■ **Task brief**:
Which lines in the rows below contain the word "dried"? Select each one and copy it out in full.

■ **Task material**:
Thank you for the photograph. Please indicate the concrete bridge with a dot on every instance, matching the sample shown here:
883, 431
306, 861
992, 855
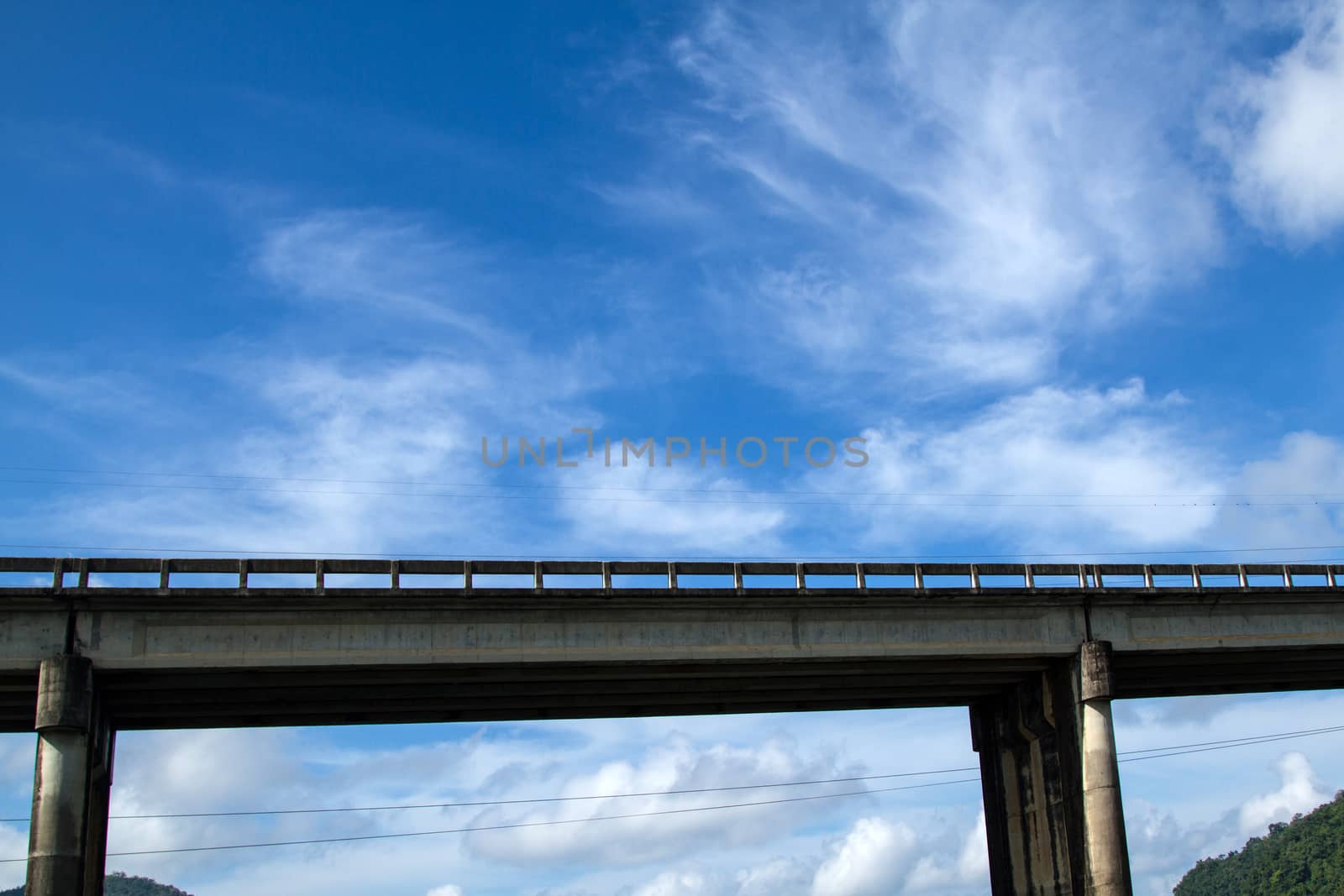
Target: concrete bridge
1037, 652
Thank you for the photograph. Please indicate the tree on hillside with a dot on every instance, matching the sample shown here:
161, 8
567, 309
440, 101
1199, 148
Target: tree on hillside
1304, 857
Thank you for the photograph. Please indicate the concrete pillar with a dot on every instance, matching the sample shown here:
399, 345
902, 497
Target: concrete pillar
67, 835
1052, 785
1104, 815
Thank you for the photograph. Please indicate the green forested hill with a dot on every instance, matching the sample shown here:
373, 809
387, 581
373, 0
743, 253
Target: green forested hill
118, 884
1300, 859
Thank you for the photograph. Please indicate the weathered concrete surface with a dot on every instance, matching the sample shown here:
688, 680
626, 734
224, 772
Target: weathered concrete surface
67, 835
1054, 820
1104, 813
299, 658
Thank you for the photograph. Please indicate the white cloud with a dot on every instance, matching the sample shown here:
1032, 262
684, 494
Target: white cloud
1299, 490
672, 515
979, 194
1283, 129
1088, 464
1300, 793
676, 765
389, 264
873, 859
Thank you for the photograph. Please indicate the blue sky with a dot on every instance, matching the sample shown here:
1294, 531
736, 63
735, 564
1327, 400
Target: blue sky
272, 275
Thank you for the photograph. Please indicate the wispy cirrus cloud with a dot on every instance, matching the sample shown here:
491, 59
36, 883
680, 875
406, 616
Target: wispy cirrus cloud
1281, 128
965, 199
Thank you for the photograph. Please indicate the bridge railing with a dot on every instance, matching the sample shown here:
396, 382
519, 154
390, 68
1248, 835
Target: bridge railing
140, 574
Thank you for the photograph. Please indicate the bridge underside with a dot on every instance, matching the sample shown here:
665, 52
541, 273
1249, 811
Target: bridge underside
190, 698
1038, 667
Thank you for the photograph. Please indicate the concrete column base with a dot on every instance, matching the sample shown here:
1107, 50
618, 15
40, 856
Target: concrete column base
1053, 813
71, 782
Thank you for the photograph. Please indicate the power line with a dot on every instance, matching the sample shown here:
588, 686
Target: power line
640, 488
558, 799
526, 824
586, 499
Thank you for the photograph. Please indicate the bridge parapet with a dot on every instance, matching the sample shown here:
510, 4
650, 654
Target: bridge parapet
104, 573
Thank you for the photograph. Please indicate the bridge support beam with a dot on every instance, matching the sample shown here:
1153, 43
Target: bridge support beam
1052, 786
71, 783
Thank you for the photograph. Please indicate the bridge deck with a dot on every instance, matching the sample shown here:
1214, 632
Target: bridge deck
171, 651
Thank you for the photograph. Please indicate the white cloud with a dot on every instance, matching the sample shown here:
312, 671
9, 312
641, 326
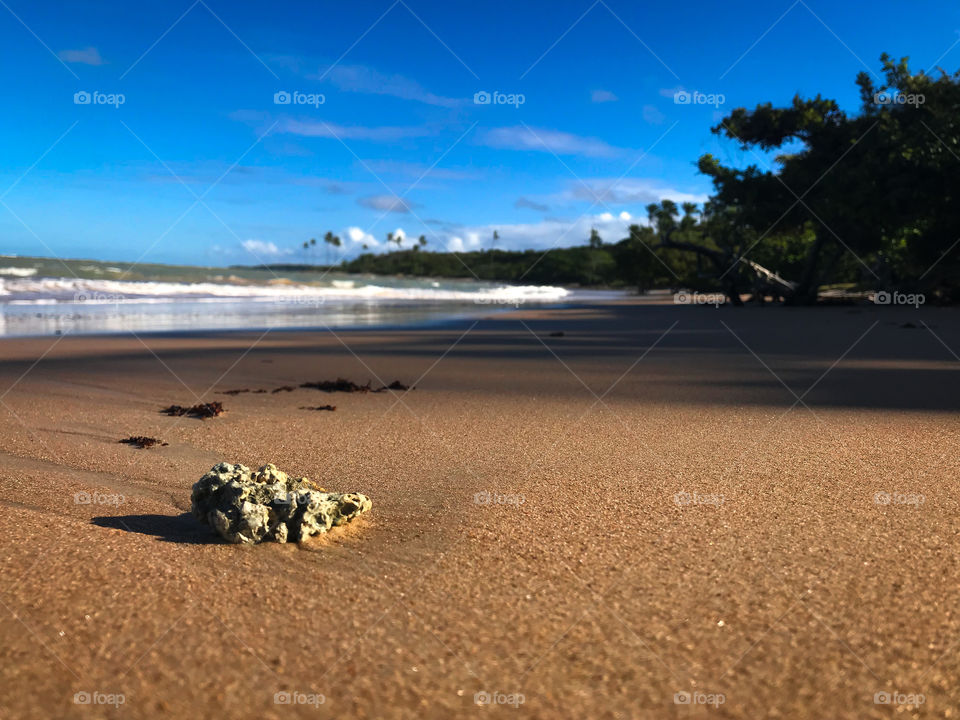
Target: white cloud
524, 202
358, 236
86, 56
386, 203
630, 191
554, 232
420, 171
261, 248
561, 143
603, 96
652, 115
316, 128
361, 79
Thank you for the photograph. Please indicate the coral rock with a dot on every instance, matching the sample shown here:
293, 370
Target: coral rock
252, 507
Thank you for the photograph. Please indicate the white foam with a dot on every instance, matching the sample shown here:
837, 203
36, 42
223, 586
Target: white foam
18, 272
71, 290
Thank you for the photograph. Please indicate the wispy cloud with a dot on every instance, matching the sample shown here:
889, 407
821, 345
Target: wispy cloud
418, 170
362, 79
86, 56
541, 235
652, 115
603, 96
315, 128
261, 248
629, 191
561, 143
386, 203
530, 205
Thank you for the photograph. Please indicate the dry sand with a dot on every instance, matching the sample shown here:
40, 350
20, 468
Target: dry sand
582, 588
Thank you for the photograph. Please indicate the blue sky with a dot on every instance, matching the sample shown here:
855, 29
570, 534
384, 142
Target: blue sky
199, 163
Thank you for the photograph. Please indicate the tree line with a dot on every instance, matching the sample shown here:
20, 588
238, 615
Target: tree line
866, 200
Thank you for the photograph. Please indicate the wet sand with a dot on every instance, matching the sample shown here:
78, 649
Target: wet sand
755, 508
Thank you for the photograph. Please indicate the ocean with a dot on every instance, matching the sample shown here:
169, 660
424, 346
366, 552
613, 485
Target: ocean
46, 296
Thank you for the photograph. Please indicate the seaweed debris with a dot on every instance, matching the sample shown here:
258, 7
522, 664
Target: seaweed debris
142, 441
201, 410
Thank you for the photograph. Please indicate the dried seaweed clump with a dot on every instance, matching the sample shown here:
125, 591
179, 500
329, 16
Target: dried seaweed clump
344, 385
142, 441
267, 505
202, 410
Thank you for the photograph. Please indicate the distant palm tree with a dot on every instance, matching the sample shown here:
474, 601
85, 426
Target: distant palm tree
328, 239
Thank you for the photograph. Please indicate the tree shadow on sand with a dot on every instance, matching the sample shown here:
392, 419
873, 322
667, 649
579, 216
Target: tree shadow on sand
182, 528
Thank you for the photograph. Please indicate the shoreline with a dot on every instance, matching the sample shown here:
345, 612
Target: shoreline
597, 522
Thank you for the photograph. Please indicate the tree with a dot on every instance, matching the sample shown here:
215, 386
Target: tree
873, 195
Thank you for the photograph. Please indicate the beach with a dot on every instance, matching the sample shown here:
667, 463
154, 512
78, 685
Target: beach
601, 511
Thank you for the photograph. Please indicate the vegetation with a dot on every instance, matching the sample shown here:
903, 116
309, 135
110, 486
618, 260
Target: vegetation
866, 200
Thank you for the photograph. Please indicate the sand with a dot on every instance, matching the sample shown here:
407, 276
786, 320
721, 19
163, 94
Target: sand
665, 500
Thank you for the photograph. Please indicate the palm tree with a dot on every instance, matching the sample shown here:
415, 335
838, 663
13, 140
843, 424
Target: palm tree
328, 239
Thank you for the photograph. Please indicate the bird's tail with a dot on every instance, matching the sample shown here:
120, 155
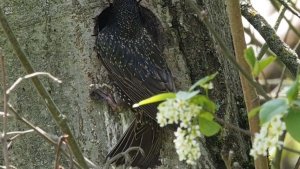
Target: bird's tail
145, 134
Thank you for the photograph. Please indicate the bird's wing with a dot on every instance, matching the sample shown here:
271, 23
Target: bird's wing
136, 66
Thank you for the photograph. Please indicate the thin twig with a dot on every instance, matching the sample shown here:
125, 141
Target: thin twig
49, 138
293, 11
276, 161
19, 132
5, 99
297, 166
281, 81
281, 49
12, 87
265, 46
291, 150
231, 126
226, 52
55, 112
61, 141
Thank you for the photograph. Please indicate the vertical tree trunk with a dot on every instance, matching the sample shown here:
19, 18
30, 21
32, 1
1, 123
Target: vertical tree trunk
57, 36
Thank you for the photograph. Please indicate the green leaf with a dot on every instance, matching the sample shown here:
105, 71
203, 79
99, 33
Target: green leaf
205, 102
204, 82
253, 112
208, 127
186, 95
250, 57
207, 115
292, 123
293, 91
154, 99
260, 65
272, 108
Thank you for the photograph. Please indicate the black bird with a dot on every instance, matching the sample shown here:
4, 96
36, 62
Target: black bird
137, 70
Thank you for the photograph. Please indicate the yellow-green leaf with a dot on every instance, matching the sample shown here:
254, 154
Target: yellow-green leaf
154, 99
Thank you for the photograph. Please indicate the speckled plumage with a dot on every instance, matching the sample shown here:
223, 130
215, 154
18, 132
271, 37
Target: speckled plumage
137, 69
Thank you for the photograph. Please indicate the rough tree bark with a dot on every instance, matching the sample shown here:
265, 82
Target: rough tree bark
57, 36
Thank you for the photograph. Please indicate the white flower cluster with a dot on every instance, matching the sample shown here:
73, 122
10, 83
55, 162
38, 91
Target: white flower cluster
180, 111
268, 136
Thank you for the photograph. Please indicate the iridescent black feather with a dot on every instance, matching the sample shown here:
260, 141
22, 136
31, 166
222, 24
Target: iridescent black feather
137, 69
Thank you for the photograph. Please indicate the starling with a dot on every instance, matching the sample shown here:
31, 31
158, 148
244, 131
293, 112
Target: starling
138, 71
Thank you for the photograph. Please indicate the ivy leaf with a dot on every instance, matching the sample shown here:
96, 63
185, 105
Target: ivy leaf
272, 108
186, 95
250, 57
154, 99
253, 112
204, 82
292, 123
208, 127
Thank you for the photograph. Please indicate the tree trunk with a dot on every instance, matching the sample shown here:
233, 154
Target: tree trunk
57, 37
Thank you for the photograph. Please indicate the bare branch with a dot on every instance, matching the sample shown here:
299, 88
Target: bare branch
12, 87
282, 50
3, 136
53, 109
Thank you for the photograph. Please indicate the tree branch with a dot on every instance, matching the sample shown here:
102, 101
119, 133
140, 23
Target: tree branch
282, 50
55, 112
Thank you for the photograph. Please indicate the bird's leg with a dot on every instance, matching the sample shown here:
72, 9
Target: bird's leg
126, 155
100, 92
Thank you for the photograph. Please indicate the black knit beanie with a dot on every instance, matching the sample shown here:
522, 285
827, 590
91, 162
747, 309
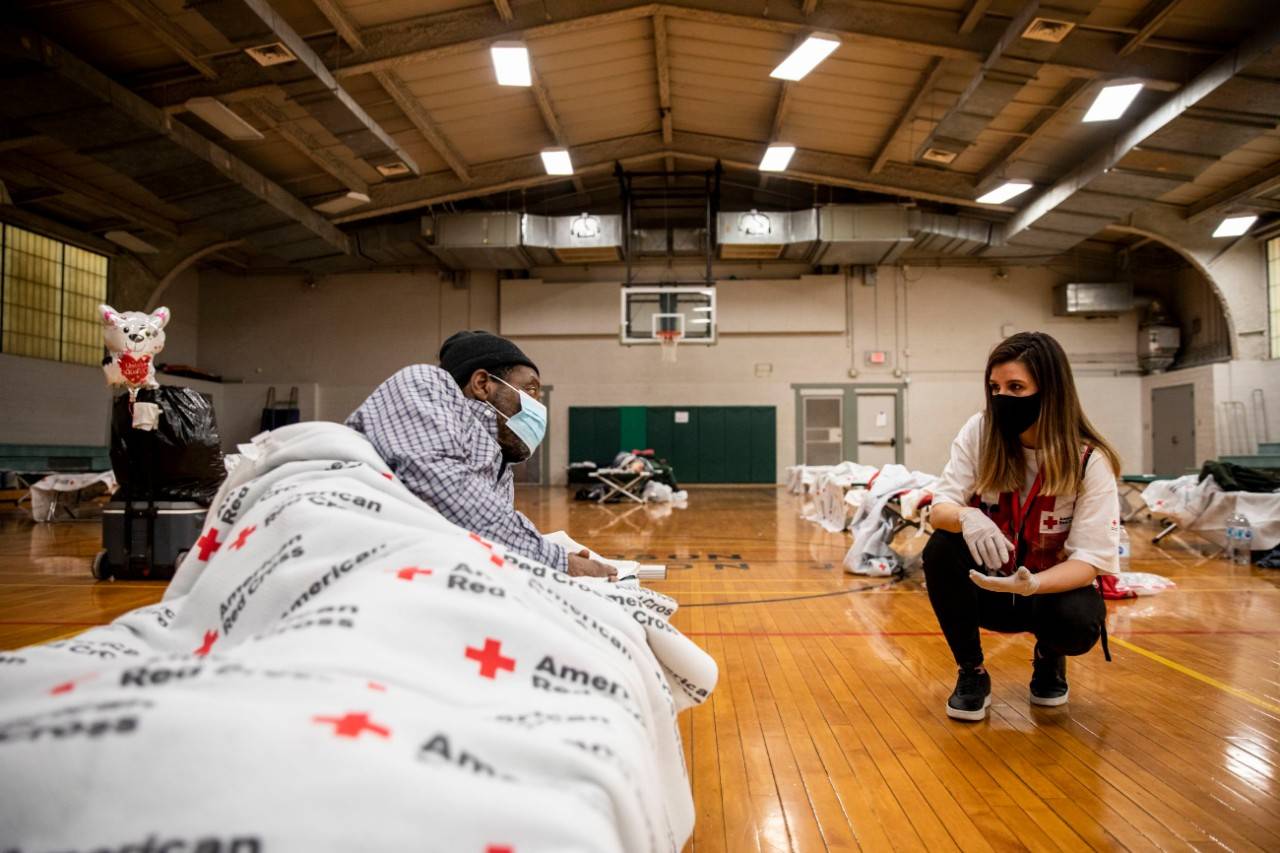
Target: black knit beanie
466, 352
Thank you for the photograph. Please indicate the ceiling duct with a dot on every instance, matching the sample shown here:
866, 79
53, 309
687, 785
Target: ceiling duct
520, 241
862, 233
767, 235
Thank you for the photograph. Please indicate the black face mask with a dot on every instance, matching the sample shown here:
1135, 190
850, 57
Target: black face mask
1015, 415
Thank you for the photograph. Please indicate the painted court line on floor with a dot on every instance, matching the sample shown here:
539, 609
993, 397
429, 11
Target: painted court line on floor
1200, 676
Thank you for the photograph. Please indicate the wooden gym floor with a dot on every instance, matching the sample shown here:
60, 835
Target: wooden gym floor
827, 729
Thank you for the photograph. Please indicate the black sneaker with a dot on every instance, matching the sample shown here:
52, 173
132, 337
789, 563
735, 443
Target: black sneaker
972, 697
1048, 679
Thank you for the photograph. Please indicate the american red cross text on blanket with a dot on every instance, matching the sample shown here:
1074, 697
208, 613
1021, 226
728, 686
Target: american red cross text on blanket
339, 667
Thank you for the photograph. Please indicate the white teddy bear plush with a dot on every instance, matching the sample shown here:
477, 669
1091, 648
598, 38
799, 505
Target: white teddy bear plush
133, 340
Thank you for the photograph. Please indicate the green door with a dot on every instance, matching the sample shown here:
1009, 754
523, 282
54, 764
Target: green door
716, 443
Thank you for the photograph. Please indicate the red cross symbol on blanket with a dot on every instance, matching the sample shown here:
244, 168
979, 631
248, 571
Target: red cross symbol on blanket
208, 544
243, 537
490, 658
352, 725
208, 646
494, 559
67, 687
408, 573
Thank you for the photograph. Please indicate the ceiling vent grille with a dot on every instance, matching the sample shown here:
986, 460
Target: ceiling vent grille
1050, 30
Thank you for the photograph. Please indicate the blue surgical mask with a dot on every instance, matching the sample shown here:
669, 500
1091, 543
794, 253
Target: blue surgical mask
529, 423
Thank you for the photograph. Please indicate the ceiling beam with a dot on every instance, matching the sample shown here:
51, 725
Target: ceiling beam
1063, 101
662, 59
1010, 65
173, 36
24, 169
342, 23
1265, 39
917, 31
273, 118
1235, 194
977, 9
837, 169
928, 80
1148, 21
310, 82
502, 176
421, 119
37, 50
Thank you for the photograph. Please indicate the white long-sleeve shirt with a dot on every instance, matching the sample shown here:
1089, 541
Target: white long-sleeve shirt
1093, 511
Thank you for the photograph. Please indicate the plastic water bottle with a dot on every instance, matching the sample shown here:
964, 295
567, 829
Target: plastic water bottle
1239, 539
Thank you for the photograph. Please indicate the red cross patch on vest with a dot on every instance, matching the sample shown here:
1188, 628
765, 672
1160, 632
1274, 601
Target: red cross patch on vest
1038, 525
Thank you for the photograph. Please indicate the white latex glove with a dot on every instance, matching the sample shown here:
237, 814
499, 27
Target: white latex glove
987, 544
1022, 582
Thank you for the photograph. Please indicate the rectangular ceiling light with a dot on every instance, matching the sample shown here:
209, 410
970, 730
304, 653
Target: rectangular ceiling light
1112, 101
1229, 227
511, 63
557, 162
777, 156
223, 119
343, 203
131, 242
1004, 192
807, 56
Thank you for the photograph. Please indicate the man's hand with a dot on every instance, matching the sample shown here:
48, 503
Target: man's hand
1022, 582
583, 566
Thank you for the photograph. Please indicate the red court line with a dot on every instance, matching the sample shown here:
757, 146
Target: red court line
1187, 632
5, 621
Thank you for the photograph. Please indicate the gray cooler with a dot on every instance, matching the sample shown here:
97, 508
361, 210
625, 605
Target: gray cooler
145, 539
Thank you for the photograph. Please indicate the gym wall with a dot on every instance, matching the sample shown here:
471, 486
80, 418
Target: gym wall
347, 333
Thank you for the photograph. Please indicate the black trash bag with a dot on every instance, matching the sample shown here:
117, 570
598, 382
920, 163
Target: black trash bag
181, 460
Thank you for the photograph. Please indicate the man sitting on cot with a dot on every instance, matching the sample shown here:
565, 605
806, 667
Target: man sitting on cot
451, 434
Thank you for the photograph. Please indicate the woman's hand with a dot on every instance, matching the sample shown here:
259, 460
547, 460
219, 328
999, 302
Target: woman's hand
1022, 582
987, 544
580, 565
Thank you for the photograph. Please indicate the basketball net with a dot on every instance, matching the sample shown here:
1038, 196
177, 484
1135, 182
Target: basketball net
668, 340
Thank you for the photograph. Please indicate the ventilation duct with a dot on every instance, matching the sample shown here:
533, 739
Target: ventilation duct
520, 241
767, 235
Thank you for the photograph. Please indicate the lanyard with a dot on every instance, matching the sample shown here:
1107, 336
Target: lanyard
1020, 511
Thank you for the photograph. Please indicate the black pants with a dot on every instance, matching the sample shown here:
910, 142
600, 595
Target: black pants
1065, 623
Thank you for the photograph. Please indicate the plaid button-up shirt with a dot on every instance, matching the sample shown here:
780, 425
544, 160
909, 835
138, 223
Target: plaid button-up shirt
444, 448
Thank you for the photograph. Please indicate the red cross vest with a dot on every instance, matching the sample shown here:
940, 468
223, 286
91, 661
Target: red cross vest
1038, 524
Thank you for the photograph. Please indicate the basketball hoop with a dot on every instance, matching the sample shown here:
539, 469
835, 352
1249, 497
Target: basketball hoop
668, 340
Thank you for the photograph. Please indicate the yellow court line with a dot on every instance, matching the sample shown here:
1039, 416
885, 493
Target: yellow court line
1200, 676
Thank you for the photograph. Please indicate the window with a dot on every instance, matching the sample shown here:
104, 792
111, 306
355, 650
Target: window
1274, 295
49, 297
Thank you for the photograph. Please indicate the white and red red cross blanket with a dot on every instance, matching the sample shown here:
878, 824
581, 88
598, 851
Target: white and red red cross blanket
337, 667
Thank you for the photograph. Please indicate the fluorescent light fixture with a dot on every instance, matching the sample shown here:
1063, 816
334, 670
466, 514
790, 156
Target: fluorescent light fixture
1004, 192
131, 242
343, 203
511, 63
807, 56
1112, 101
1229, 227
557, 162
223, 119
394, 169
777, 156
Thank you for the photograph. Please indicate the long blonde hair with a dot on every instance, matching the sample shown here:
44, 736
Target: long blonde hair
1063, 428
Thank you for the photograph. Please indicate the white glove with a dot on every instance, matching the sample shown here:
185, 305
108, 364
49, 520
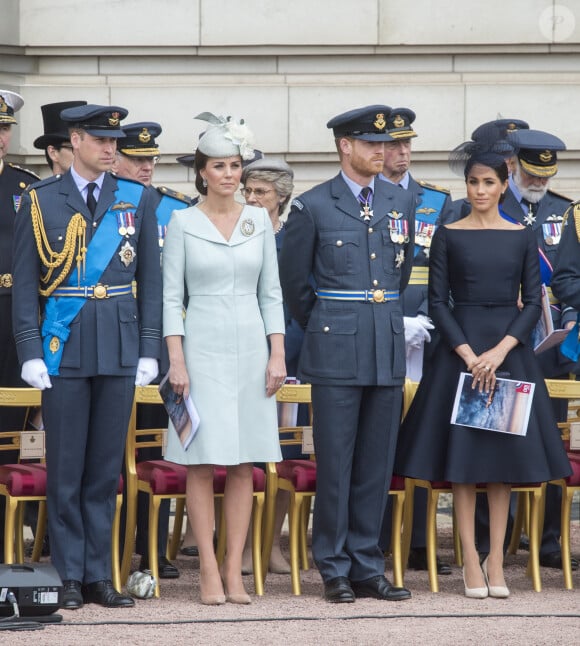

■ **Final result**:
Thank you for the photograph. Please indicate the dried seaweed clump with a dot on every instance, matching the sample shown here:
Target: dried seaweed clump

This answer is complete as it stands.